(Short problem):
Update the items from the line containing "In this exercise you will locate the lace" through the line containing "point(86, 255)" by replacing "instance" with "occurrence", and return only those lines with nothing else changed.

--- Start of Record set ---

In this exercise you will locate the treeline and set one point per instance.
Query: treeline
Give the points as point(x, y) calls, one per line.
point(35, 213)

--- End of Record set ---
--- Start of Record set ---

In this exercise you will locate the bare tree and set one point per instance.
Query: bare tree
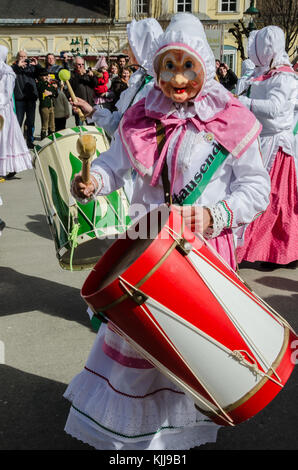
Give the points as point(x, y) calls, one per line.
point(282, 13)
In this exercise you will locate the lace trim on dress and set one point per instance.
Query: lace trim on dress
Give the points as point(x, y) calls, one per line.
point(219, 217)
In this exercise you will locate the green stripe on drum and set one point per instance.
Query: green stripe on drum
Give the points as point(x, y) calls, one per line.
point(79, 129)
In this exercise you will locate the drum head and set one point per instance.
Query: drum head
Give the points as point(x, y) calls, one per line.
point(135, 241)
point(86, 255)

--- End of Record set ---

(Response to the task):
In this exercise you will locate the lace trim on dress and set one point per occurrence.
Query: lace trim on dress
Give the points as point(x, y) calls, one per line.
point(219, 217)
In this exercise you will locate the green stripe on drum and set one point per occurrence.
Query: green stripe on drum
Give the points as point(x, y) calls, one per line.
point(79, 129)
In this exercise you will locate the drum head and set one point per occurrence.
Query: drum head
Give the points as point(x, y) calls, one per line.
point(135, 241)
point(86, 255)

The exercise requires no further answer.